### Problems and tasks:
[1] List every country that the Gilgit-Baltistan text says the region borders.
[2] According to the Gilgit-Baltistan text, what percentage of the region's land is cultivable?
[3] Return the passage of the Gilgit-Baltistan text starting with "Gilgit-Baltistan (GB) covers" and going on through "land is cultivable.", copied exactly.

### Page text:

*-*-*

Gilgit-Baltistan (GB) covers over 72,000 square kilometers, amongst the world’s highest mountain range, in the north of Pakistan and borders China, Afghanistan, and India. Situated at the confluence of the Karakoram, Hindu Kush and Himalayan mountains, Gilgit-Baltistan is home to five of the "eight-thousanders" and has more than fifty peaks above 7,000 meters. These stunning, towering mountains bring with them harsh, unforgiving climatic conditions. These unique geographical features of the region have a powerful influence on the socio-economic development process of GB. Out of the total 72,496 square kilometers, only 2 percent of GB’s land is cultivable.
The population is spread thinly across the region with only 20 persons per square km. Low population density coupled with harsh geographic and climatic conditions makes service delivery not only challenging but also expensive for the government. This translates into low returns to private investments which is why the presence of private sector, in service delivery, is negligible. Access to nearest major urban centers outside of GB is also restricted because of long distances and poor road infrastructure.
Meanwhile, GB has a huge potential of hydro-power generation. However, as the region is not connected to the national grid, it makes it challenging for private companies to venture in the area. If the GB government, with the support of the federal government, is able to establish a regional grid and connect it with the national grid, it will not only enhance the domestic capacity of revenue generation but also attract the private sector. This will lead to both employment opportunities and spur economic growth in the region.

*-*-*

### Supplied material:
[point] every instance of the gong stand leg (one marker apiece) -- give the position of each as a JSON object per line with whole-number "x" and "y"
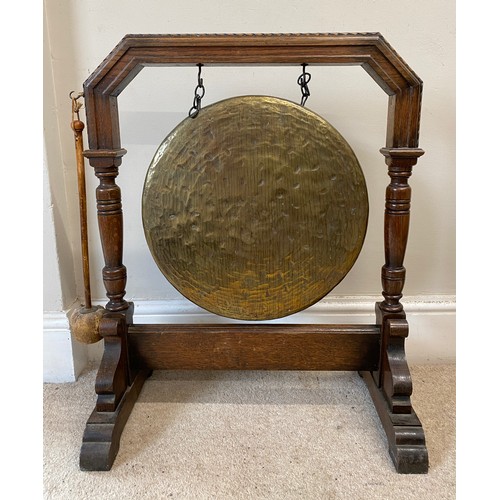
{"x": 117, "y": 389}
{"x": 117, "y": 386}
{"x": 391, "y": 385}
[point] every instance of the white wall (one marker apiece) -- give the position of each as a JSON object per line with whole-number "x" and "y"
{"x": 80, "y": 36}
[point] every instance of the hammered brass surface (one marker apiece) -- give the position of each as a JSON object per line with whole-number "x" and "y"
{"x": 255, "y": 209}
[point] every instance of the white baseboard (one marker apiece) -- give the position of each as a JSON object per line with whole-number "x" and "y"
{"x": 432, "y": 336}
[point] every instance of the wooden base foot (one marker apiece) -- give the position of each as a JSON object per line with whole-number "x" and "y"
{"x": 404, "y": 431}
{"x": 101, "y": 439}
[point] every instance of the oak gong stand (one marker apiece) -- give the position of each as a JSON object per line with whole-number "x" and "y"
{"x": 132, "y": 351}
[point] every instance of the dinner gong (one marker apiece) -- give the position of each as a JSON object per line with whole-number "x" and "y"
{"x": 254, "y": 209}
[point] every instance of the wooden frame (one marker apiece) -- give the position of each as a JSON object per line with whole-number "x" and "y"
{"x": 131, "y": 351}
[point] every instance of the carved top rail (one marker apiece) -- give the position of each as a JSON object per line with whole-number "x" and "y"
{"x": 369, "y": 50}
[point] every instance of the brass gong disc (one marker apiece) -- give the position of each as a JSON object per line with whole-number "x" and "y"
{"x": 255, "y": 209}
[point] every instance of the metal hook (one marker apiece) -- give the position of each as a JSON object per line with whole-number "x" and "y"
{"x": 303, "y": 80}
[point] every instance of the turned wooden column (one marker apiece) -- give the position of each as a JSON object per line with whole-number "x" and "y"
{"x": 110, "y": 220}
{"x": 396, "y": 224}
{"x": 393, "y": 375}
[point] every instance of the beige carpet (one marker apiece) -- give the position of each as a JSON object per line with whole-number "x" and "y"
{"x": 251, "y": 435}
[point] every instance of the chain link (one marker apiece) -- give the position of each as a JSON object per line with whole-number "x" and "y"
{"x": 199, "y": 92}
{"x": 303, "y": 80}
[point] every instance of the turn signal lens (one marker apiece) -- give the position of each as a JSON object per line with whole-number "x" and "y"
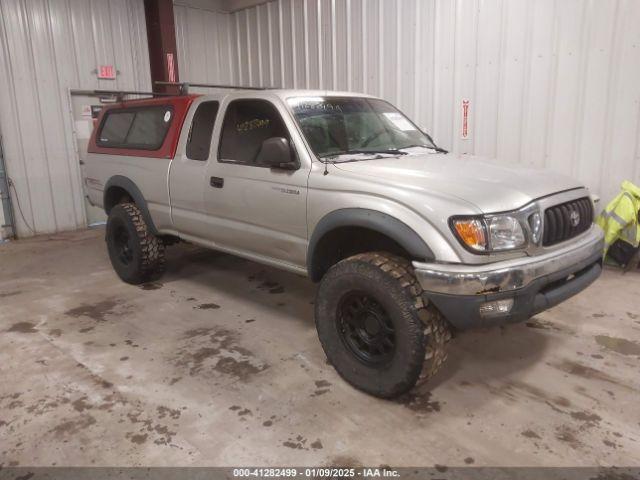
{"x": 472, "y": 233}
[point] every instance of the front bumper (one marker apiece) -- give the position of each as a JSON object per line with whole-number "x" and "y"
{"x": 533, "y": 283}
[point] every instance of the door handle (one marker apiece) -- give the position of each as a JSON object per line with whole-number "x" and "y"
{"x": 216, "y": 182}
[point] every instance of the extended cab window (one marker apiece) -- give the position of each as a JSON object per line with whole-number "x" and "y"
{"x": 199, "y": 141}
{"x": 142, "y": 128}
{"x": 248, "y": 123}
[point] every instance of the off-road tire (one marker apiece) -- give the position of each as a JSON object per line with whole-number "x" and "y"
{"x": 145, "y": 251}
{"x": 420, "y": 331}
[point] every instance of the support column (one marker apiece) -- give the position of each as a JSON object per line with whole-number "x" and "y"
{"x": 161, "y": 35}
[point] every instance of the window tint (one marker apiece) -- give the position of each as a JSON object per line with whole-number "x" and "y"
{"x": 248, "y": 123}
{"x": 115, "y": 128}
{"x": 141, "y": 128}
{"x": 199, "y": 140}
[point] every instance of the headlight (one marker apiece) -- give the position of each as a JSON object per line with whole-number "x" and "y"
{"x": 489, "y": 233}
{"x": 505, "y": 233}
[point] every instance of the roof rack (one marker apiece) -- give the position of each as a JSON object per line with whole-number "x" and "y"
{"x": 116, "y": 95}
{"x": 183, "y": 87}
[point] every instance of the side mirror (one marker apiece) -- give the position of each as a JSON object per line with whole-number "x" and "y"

*-*-*

### Task-by-task answers:
[1] China, Afghanistan, India

[2] Only 2 percent of the land is cultivable.

[3]
Gilgit-Baltistan (GB) covers over 72,000 square kilometers, amongst the world’s highest mountain range, in the north of Pakistan and borders China, Afghanistan, and India. Situated at the confluence of the Karakoram, Hindu Kush and Himalayan mountains, Gilgit-Baltistan is home to five of the "eight-thousanders" and has more than fifty peaks above 7,000 meters. These stunning, towering mountains bring with them harsh, unforgiving climatic conditions. These unique geographical features of the region have a powerful influence on the socio-economic development process of GB. Out of the total 72,496 square kilometers, only 2 percent of GB’s land is cultivable.